→ **Text section**

|---|

Greedy algorithm for picking files to compact.

Summary: It is best if we pick the largest file to compact in a level. This reduces the write amplification factor for compactions. Each level has an auxiliary data structure called files_by_size_ that sorts all files by their size. This data structure is updated when a new version is created. Test Plan: make check Differential Revision: https://reviews.facebook.net/D6195
2012-10-25 18:21:54 -07:00 · 2012-10-25 18:21:54 -07:00 · 5b0fe6c73b
commit 5b0fe6c73b
parent 8fb5f40468
2 changed files with 63 additions and 30 deletions
--- a/db/version_set.cc
+++ b/db/version_set.cc
@ -268,6 +268,7 @@ static bool NewestFirst(FileMetaData* a, FileMetaData* b) {

 Version::Version(VersionSet* vset, uint64_t version_number)
    : vset_(vset), next_(this), prev_(this), refs_(0),
+      files_by_size_(vset->NumberLevels()),
      file_to_compact_(NULL),
      file_to_compact_level_(-1),
      compaction_score_(vset->NumberLevels()),
@ -564,6 +565,11 @@ class VersionSet::Builder {
  Version* base_;
  LevelState* levels_;

+  typedef struct fsize {
+    int index;
+    FileMetaData* file;
+  } Fsize;
+
 public:
  // Initialize a builder with the files from *base and other info from *vset
  Builder(VersionSet* vset, Version* base)
@ -616,6 +622,7 @@ class VersionSet::Builder {
          }
        }
      }
+      assert(v->files_[level].size() == v->files_by_size_[level].size());
    }
 #endif
  }
@ -712,8 +719,9 @@ class VersionSet::Builder {
      for (; base_iter != base_end; ++base_iter) {
        MaybeAddFile(v, level, *base_iter);
      }
-      CheckConsistency(v);
    }
+    UpdateFilesBySize(v);
+    CheckConsistency(v);
  }

  void MaybeAddFile(Version* v, int level, FileMetaData* f) {
@ -730,6 +738,34 @@ class VersionSet::Builder {
      files->push_back(f);
    }
  }
+
+  static bool compareSize(const Fsize& first, const Fsize& second) {
+    return (first.file->file_size > second.file->file_size);
+  }
+
+  void UpdateFilesBySize(Version* v) {
+    
+    for (int level = 0; level < vset_->NumberLevels(); level++) {
+      // populate a temp vector for sorting based on size
+      const std::vector<FileMetaData*>& files = v->files_[level];
+      std::vector<Fsize> temp(files.size());
+      for (unsigned int i = 0; i < files.size(); i++) {
+        temp[i].index = i;
+        temp[i].file = files[i];
+      }
+
+      // do the sort based on file size
+      std::sort(temp.begin(), temp.end(), compareSize);
+      assert(temp.size() == files.size());
+
+      // initialize files_by_size_
+      std::vector<int>& files_by_size = v->files_by_size_[level];
+      for (unsigned int i = 0; i < temp.size(); i++) {
+        files_by_size.push_back(temp[i].index);
+      }
+      assert(v->files_[level].size() == v->files_by_size_[level].size());
+    }
+  }
 };

 VersionSet::VersionSet(const std::string& dbname,
@ -1575,7 +1611,7 @@ Compaction* VersionSet::PickCompactionBySize(int level) {

  // level 0 files are overlapping. So we cannot pick more
  // than one concurrent compactions at this level. This
-  // cold be made better by looking at key-ranges that are
+  // could be made better by looking at key-ranges that are
  // being compacted at level 0.

|---|

→ **Records shown**
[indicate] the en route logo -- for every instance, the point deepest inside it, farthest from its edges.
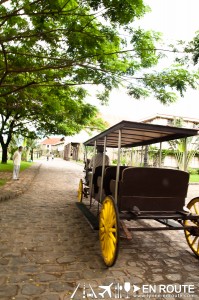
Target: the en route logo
(119, 291)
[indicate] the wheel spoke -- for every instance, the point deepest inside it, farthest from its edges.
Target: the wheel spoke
(108, 231)
(192, 235)
(196, 209)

|---|

→ **Problem set**
1: According to the compaction commit, what is the name of the auxiliary data structure that each level has for sorting files by size?
2: Please copy out the part of the listing that opens with the line containing "[indicate] the wheel" and runs through the end of the listing.

→ **The solutions**
1: files_by_size_

2:
[indicate] the wheel spoke -- for every instance, the point deepest inside it, farthest from its edges.
Target: the wheel spoke
(108, 231)
(192, 235)
(196, 209)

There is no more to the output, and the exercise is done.